### [Artikel]
'''

Porsche feiert den 25jährigen Geburtstag seines kleinsten und günstigsten Modells. 1996 erschien der erste zweisitzige Roadster mit Namen Boxster, ohne den es die stolze Sportwagenfirma heute wohl nicht mehr geben würde.
Anfang der 90er-Jahre ziehen düstere Wolken über dem Stuttgarter Stadtteil Zuffenhausen herauf. Für Deutschlands kleinsten unabhängiger Autobauer Porsche kommt es knüppeldick. Der Dollar-Kurs geht in den Keller, bis auf die Sportwagen-Ikone 911 stehen sich die damaligen Modelle wie der dicke 928 bei den Händlern die Räder platt. Für teure Neuentwicklungen fehlt das Geld. Es droht die Pleite und die Übernahme durch einen der großen Autokonzerne. Ausgerechnet ein kleiner Zweisitzer reißt das morsche Ruder herum, begeistert 1993 als Studie eines Roadsters die Fans und kommt 1996 unter dem Namen Boxster als Serienmodell. Von da an geht´s wieder bergauf, er verdient fortan gutes Geld und sorgt für die Anschubfinanzierung der heutigen Goldesel Cayenne, Macan oder Panamera.

'''

[Datensatzauszüge zum Zeigen auf Objekte]
'''

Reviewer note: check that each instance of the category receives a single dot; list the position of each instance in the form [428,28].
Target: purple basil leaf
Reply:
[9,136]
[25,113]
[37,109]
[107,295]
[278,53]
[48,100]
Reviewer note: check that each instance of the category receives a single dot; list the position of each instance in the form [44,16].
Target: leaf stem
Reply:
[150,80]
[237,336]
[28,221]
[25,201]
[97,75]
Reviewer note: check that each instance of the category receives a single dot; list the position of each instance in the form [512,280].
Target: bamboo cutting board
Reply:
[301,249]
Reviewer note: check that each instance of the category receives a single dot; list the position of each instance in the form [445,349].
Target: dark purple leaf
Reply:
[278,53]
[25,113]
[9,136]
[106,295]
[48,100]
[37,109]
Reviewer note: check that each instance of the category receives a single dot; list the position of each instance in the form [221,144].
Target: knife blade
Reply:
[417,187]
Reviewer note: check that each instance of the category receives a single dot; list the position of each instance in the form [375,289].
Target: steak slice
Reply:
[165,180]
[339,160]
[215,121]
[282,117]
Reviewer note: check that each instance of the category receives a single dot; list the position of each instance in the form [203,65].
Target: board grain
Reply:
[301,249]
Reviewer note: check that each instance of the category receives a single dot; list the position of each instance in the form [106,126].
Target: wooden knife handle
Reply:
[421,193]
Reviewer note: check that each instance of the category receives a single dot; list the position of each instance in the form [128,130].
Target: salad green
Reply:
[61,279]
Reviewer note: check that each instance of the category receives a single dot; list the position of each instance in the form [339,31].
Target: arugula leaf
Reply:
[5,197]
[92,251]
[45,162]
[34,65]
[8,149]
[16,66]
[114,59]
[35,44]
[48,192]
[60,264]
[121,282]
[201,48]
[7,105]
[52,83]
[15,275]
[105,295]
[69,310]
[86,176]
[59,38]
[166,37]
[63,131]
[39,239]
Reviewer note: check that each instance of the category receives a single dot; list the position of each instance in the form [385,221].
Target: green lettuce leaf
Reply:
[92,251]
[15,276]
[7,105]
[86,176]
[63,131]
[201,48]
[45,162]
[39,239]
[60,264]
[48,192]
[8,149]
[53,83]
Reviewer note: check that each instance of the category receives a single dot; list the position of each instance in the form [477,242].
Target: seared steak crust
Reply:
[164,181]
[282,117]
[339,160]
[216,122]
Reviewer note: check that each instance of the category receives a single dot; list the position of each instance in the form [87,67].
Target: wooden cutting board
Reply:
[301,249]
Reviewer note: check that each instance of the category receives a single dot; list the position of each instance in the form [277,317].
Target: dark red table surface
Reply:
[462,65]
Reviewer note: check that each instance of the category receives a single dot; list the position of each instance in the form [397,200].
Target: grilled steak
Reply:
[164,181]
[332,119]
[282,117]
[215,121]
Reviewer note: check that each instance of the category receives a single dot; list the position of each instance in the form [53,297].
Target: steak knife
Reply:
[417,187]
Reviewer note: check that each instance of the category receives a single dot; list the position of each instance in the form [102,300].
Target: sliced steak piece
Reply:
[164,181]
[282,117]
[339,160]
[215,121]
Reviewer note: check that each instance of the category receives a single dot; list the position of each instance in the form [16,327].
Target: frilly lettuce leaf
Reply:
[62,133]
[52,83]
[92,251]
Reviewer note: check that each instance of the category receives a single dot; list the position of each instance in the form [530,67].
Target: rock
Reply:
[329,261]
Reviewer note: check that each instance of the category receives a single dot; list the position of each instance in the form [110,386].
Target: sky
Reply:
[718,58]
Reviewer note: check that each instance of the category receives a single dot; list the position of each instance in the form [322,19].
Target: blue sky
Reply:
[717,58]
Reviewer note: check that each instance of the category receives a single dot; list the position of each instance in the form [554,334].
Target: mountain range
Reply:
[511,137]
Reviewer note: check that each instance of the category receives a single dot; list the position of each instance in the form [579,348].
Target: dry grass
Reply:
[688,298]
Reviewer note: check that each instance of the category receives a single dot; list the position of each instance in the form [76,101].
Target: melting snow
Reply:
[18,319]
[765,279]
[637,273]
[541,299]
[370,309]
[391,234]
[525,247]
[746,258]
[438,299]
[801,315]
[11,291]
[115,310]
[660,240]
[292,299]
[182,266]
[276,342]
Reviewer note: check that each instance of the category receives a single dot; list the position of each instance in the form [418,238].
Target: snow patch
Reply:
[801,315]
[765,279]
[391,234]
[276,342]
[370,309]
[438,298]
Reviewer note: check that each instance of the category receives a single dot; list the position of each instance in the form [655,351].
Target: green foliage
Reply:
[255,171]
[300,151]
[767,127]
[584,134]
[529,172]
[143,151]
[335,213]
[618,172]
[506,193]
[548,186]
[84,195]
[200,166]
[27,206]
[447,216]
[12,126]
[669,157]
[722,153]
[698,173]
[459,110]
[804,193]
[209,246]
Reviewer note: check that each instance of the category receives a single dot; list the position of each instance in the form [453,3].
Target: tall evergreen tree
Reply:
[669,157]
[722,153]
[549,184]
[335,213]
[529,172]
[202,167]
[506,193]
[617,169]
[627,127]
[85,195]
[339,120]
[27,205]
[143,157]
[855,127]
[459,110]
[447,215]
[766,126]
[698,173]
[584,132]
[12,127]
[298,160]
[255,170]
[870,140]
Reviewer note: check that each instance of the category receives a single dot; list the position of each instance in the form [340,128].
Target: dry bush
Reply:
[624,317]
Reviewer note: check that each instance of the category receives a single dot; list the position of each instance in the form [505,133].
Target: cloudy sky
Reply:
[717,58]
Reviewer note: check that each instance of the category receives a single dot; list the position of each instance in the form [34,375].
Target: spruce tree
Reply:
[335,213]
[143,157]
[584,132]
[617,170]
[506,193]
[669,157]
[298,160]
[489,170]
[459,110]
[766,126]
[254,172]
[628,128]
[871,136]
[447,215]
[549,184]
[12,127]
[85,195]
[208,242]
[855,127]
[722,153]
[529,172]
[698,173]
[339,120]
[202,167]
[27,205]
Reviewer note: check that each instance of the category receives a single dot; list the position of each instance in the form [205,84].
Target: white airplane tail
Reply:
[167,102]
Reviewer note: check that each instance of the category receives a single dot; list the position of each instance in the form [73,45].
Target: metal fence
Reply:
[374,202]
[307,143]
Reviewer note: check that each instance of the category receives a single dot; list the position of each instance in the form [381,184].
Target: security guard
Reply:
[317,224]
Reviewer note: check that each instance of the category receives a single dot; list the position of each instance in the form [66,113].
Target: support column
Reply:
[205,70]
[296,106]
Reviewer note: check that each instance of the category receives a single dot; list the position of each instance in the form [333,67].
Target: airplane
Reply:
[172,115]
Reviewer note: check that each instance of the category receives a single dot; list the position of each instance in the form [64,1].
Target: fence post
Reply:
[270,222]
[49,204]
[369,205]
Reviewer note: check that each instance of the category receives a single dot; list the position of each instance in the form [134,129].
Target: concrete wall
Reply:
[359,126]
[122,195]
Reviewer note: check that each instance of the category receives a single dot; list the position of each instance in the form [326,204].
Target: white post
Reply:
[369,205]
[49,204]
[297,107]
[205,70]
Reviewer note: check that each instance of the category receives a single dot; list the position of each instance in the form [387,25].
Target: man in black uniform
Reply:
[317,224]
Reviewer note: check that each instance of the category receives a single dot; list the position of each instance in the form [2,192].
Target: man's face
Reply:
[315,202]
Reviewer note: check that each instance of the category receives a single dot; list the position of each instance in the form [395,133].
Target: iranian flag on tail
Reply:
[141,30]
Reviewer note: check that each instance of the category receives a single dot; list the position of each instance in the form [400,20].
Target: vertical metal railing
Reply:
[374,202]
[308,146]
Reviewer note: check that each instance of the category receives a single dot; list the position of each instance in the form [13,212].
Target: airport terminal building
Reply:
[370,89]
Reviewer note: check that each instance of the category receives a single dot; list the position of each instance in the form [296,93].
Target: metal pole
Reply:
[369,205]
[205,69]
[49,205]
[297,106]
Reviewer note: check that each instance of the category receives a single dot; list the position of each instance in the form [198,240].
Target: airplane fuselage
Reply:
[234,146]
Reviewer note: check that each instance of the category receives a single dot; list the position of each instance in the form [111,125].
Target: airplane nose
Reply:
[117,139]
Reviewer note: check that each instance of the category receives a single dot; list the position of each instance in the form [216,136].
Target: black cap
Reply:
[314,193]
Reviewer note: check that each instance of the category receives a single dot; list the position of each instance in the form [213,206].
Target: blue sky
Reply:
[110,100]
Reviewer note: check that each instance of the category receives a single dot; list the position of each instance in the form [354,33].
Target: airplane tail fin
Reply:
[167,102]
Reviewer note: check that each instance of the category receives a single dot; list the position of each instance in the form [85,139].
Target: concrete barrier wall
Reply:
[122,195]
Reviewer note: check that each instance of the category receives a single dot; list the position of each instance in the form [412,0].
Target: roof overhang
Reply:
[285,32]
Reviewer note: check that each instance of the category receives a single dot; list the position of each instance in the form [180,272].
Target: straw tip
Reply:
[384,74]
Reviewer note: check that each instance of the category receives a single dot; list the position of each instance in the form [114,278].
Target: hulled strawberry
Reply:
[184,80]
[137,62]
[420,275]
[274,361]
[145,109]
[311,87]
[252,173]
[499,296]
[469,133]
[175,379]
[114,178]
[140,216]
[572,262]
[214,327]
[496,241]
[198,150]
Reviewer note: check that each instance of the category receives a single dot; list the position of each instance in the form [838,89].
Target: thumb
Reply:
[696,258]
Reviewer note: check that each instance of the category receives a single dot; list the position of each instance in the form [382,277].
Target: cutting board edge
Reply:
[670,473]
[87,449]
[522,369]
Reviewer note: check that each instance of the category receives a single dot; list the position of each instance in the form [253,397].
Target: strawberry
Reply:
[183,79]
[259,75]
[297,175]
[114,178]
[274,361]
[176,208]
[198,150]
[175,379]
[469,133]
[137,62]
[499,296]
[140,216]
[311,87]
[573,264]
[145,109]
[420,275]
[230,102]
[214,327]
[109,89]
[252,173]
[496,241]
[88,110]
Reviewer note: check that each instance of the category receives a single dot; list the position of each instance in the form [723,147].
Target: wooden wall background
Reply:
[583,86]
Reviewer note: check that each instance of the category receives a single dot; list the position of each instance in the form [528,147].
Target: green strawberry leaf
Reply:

'''

### [Arbeitsanweisungen]
a: In welchem Jahr begeisterte laut dem Artikel über den Porsche Boxster die Studie eines Roadsters die Fans?
b: Gib aus dem Artikel über den Boxster den Abschnitt wörtlich wieder, beginnend bei „Anfang der 90er-Jahre“ und endend bei „Macan oder Panamera.“.
Die Datensätze stammen aus einer anderen Quelle als der Artikel.

### [Lösungen]
a: 1993

b:
Anfang der 90er-Jahre ziehen düstere Wolken über dem Stuttgarter Stadtteil Zuffenhausen herauf. Für Deutschlands kleinsten unabhängiger Autobauer Porsche kommt es knüppeldick. Der Dollar-Kurs geht in den Keller, bis auf die Sportwagen-Ikone 911 stehen sich die damaligen Modelle wie der dicke 928 bei den Händlern die Räder platt. Für teure Neuentwicklungen fehlt das Geld. Es droht die Pleite und die Übernahme durch einen der großen Autokonzerne. Ausgerechnet ein kleiner Zweisitzer reißt das morsche Ruder herum, begeistert 1993 als Studie eines Roadsters die Fans und kommt 1996 unter dem Namen Boxster als Serienmodell. Von da an geht´s wieder bergauf, er verdient fortan gutes Geld und sorgt für die Anschubfinanzierung der heutigen Goldesel Cayenne, Macan oder Panamera.